● Task details: Reproduce the data exactly.

Point-per-instance localization data
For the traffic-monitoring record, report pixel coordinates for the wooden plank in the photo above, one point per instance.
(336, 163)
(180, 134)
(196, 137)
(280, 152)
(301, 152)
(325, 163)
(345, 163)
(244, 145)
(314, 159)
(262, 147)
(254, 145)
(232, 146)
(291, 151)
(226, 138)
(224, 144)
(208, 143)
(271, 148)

● Answer to the problem:
For the traffic-monitoring record, report pixel coordinates for the wooden plank in the photo above, one point per instance.
(336, 163)
(180, 134)
(196, 137)
(280, 152)
(301, 152)
(325, 163)
(345, 163)
(244, 145)
(314, 159)
(262, 147)
(254, 145)
(232, 146)
(291, 151)
(226, 138)
(224, 144)
(208, 143)
(271, 148)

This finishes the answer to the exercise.